### TEXTO PARA ANALIZAR
'''

El fumador no puede dejar de preguntarse muchas cosas que lo confunden y lo desorientan. Si el tabaco mata -como mata la heroína y otras drogas- porqué no se prohíbe su comercio, incluso por la ley penal de la que el Estado tira cada vez con más frecuencia. Incluso, si se dice que el tabaco es un "arma de destrucción masiva" porqué no se trata a las tabaqueras como a Sadam Hussein. Si las tabaqueras añaden productos al tabaco de los cigarrillos, porque no se controlan por las autoridades sanitarias, como se controlan en general todos los productos del mercado para el consumo humano y porqué ni siquiera se avisa al consumidor de cigarrillos del contenido y composición genuina de los mismos, como se avisa de su contenido en nicotina y alquitranes. En suma ¿qué pasa de verdad con el tabaco? Además el hecho de que se autorice la producción y el comercio de cigarrillos y de que el Estado lo tolere a cambio de obtener en concepto de impuestos del tabaco unos nada despreciables ingresos, que quizá enjuguen los gastos sanitarios generados por las enfermedades derivadas del tabaquismo, hace sospechar al fumador otras tantas cosas.
Para colmo de males, los escasos programas públicos de desintoxicación y deshabituación del tabaquismo -en Andalucía existen Unidades Antitabaco en ciertos hospitales del SAS- se revelan tan inocuos como ineficaces, además de que los fármacos indicados en los mismos no se dispensan gratuitamente a los usuarios amparados por la Seguridad Social. Los que hemos intentado dejar el tabaco en estas unidades hemos podido comprobar que los profesionales que los sirven cuentan exclusivamente con tanta vocación como voluntarismo, pero nada más. Tampoco los centros privados -desde luego mucho más caros y anunciados a veces casi como milagrosos- resuelven el problema de la adición al tabaco.
Ante este panorama, parece que la lucha contra el tabaquismo, pese a considerarse como una verdadera enfermedad, va por mal camino, si no impide el incremento del censo de fumadores y lo único que consigue en los que ya lo somos es que sigamos fumando, sólo que cada vez más atormentados por el fantasma de la enfermedad y la muerte. No parece que los poderes públicos se hayan tomado en serio el problema ni que se apliquen soluciones que parezcan viables, centradas exclusivamente en acciones frente a los compradores y consumidores de tabaco. La única acción dirigida contra los productores y comercializadores de tabaco es, aún tímida, la demanda civil planteada por la Junta de Andalucía contra las tabaqueras, tan plausible como jurídicamente arriesgada. Pero quizá merezca la pena incidir más enérgicamente sobre los productores y comercializadores de tabaco y plantearse "muy en serio" prohibir el comercio de tabaco e invertir también "muy en serio" en programas de deshabituación lo más eficaces posibles, para acabar con el problema. O acaso, es que al final ¿el tabaco no es tan perjudicial para la salud como se dice?
Emilio de Llera Suárez-Bárcena es doctor en Derecho y fiscal de la Audiencia de Sevilla.

'''

### LOS DATOS
'''

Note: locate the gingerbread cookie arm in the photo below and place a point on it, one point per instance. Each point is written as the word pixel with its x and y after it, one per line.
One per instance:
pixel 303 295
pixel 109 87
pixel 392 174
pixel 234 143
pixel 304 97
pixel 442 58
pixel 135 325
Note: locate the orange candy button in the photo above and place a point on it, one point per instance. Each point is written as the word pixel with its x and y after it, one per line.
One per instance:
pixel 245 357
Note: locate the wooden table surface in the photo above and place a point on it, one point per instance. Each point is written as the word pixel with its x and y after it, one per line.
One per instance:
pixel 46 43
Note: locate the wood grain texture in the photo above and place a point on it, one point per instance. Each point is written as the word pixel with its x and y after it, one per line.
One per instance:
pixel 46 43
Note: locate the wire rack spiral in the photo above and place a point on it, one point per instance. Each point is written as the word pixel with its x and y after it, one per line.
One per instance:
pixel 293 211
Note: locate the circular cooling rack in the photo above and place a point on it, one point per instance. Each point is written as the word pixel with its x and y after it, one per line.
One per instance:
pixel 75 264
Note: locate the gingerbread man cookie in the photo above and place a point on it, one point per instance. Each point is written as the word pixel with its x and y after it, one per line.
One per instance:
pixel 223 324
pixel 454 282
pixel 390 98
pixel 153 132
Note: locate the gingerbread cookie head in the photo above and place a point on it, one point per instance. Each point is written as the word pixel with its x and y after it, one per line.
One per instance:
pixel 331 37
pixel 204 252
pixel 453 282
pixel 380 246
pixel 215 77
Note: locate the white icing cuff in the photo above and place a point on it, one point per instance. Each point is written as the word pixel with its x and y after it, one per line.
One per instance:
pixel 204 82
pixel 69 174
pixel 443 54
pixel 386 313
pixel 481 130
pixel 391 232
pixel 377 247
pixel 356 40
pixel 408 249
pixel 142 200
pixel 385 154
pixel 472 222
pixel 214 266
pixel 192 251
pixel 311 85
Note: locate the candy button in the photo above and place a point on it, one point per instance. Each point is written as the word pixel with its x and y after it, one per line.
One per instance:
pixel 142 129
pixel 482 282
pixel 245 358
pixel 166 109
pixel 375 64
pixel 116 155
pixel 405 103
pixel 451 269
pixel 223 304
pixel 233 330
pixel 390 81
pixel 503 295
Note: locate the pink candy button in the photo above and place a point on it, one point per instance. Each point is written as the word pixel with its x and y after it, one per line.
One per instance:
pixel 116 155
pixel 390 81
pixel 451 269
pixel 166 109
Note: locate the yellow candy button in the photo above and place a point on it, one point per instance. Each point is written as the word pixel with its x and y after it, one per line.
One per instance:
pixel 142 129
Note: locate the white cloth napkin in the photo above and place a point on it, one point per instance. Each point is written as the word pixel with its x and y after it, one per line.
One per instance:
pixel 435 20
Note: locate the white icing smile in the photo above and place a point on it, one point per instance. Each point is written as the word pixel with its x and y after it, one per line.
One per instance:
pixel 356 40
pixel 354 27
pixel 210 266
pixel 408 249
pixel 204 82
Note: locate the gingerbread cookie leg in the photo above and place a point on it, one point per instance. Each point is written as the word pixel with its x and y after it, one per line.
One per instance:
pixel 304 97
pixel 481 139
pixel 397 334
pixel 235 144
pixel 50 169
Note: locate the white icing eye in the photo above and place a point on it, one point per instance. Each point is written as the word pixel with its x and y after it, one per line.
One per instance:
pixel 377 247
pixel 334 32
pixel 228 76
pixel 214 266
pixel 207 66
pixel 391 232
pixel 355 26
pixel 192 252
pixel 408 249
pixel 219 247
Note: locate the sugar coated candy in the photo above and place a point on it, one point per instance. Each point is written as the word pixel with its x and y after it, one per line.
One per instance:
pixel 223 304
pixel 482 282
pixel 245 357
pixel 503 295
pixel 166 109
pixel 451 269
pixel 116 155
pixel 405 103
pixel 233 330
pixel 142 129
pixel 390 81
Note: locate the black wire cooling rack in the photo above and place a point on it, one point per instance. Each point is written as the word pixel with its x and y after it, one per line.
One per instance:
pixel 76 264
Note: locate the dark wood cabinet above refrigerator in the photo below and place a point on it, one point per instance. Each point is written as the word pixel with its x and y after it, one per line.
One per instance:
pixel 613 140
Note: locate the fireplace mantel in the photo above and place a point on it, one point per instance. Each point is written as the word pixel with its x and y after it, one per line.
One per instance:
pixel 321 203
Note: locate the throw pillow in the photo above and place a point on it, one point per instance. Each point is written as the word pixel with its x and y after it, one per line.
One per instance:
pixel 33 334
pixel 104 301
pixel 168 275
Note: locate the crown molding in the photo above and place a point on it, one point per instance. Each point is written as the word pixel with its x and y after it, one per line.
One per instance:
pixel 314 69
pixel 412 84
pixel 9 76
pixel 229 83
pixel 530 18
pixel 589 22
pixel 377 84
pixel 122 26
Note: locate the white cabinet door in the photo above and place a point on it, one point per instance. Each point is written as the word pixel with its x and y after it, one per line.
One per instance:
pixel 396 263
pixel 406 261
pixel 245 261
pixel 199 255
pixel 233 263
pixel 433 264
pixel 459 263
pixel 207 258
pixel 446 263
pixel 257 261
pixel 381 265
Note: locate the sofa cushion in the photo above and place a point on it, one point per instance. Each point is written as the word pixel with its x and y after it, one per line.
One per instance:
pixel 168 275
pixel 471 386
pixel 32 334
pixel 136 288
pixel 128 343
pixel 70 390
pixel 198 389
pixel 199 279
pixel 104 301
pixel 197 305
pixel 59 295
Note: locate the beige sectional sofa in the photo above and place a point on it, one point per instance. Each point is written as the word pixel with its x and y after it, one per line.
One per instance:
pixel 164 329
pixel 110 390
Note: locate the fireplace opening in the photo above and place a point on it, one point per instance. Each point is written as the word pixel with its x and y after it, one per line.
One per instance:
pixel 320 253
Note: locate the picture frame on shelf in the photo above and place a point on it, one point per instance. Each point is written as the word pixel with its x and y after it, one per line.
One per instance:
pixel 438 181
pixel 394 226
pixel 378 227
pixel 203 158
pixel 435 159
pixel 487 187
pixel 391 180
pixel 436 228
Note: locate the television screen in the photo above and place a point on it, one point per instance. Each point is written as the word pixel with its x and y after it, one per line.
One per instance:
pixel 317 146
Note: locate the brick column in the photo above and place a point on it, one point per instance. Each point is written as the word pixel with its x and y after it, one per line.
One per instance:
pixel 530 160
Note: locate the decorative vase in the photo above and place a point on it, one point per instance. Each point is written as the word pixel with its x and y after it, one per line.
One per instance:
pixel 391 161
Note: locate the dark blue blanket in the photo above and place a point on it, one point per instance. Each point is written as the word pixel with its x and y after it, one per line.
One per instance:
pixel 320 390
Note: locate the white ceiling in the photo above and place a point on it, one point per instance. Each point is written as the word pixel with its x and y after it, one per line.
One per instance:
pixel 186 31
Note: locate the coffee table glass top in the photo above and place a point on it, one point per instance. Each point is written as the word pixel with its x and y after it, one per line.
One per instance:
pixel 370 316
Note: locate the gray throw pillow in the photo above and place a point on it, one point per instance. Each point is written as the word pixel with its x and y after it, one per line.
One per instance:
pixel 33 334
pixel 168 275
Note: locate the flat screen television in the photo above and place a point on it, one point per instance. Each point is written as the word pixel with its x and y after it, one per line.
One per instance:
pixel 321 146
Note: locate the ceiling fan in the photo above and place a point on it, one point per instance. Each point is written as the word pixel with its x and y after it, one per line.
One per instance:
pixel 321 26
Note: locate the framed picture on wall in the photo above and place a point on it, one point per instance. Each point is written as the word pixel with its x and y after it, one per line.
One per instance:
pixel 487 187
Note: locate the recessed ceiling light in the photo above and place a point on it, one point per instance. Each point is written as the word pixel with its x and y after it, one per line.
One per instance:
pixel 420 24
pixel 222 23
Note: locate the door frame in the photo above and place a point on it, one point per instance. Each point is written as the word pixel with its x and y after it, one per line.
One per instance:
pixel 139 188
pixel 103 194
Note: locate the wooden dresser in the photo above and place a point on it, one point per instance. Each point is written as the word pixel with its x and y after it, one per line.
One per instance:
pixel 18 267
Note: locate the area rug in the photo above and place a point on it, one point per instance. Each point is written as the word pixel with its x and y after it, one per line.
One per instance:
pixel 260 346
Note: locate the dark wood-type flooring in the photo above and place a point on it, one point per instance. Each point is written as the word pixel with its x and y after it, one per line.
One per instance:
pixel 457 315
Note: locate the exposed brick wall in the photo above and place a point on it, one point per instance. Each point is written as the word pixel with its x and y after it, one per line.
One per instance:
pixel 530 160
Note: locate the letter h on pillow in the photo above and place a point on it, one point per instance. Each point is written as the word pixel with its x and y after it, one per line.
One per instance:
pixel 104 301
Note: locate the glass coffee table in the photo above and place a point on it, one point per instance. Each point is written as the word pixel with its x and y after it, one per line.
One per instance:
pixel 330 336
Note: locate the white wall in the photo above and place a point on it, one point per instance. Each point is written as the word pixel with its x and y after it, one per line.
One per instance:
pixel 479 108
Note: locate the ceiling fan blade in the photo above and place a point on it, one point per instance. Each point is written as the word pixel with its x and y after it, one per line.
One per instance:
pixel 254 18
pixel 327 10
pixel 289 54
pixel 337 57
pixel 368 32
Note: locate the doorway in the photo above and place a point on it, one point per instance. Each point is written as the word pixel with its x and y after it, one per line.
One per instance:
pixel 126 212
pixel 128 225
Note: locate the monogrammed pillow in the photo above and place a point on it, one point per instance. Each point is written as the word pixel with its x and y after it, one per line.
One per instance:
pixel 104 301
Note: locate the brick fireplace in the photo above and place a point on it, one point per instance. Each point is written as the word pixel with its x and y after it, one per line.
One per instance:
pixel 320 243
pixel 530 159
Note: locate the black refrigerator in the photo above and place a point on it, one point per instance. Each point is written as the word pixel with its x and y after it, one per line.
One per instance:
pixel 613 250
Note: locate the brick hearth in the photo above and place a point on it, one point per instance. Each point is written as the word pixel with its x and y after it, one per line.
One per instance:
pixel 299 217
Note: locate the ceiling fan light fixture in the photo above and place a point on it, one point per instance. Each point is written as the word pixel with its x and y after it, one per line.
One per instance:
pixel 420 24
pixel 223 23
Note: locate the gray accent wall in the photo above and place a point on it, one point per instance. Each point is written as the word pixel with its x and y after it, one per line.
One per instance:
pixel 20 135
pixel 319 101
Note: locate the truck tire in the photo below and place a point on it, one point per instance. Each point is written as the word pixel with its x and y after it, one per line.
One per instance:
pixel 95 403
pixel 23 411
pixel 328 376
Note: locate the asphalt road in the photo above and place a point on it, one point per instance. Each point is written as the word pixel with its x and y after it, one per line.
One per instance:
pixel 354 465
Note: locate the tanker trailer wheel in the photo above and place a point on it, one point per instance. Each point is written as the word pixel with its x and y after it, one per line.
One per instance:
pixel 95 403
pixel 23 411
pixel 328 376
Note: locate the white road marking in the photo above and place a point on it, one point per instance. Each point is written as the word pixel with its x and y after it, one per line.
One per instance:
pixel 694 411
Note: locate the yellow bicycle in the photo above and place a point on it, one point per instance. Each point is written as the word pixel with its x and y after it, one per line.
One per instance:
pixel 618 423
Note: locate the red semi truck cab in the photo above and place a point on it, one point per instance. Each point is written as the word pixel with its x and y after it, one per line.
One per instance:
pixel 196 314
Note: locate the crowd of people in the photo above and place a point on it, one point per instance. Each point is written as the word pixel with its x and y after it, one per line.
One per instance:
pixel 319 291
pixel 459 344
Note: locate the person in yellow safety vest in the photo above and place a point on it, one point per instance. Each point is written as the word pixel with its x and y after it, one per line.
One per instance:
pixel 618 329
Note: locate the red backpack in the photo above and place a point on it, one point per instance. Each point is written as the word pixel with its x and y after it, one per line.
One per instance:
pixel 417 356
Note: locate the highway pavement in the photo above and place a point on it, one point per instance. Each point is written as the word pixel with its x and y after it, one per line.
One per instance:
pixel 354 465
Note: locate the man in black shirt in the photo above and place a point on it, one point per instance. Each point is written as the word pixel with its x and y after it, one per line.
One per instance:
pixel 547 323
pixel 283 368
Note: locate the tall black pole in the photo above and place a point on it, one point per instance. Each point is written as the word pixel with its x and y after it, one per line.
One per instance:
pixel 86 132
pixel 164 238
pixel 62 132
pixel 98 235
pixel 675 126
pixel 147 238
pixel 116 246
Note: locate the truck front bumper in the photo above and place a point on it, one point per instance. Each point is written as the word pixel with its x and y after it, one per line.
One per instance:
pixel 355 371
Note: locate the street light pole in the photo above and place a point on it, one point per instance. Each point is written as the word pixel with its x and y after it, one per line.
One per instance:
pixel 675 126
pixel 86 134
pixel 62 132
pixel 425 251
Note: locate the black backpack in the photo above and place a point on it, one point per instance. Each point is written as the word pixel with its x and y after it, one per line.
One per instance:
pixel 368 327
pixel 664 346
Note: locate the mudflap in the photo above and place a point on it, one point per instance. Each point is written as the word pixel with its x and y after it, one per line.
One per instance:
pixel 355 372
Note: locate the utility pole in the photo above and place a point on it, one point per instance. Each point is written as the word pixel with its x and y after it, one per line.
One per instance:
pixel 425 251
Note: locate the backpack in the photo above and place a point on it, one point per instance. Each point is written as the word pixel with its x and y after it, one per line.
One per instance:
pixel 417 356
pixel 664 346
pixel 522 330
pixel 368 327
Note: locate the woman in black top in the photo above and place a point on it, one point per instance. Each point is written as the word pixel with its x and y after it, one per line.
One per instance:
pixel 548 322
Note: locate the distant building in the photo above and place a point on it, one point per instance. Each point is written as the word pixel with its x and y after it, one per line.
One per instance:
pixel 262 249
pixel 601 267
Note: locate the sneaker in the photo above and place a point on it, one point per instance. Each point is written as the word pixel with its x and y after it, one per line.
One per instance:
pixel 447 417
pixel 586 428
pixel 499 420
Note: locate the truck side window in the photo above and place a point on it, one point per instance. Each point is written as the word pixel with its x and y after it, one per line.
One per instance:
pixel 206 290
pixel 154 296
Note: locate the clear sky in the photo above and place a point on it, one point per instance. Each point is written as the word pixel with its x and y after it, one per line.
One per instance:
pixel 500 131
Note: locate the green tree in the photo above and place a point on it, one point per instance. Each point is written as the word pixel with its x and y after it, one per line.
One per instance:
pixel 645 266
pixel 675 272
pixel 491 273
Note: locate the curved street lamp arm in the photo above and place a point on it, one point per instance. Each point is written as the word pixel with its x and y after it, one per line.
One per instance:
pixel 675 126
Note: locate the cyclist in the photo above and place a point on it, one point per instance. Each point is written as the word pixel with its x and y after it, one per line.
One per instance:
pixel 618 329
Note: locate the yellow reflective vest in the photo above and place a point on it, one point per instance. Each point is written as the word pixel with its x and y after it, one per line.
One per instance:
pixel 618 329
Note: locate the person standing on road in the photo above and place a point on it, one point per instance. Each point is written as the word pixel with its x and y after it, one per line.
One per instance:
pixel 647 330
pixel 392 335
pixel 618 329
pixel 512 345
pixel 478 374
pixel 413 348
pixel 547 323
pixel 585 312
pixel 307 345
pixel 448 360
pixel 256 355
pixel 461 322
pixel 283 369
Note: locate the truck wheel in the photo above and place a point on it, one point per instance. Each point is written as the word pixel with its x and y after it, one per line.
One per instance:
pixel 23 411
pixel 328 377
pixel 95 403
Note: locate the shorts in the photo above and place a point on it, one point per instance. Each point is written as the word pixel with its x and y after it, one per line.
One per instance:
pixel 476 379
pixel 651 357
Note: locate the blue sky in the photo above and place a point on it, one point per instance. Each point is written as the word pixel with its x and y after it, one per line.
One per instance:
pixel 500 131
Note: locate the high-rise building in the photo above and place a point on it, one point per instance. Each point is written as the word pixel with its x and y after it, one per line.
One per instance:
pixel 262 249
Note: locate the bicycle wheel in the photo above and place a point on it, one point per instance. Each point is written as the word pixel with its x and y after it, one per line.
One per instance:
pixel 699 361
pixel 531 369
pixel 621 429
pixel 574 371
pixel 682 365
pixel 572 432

'''

### OBJETIVO DEL EJERCICIO
Según el texto sobre el tabaquismo, ¿qué institución planteó una demanda civil contra las tabaqueras? El listado es un material aparte, sin relación con el texto.

### RESULTADO OBTENIDO
La Junta de Andalucía.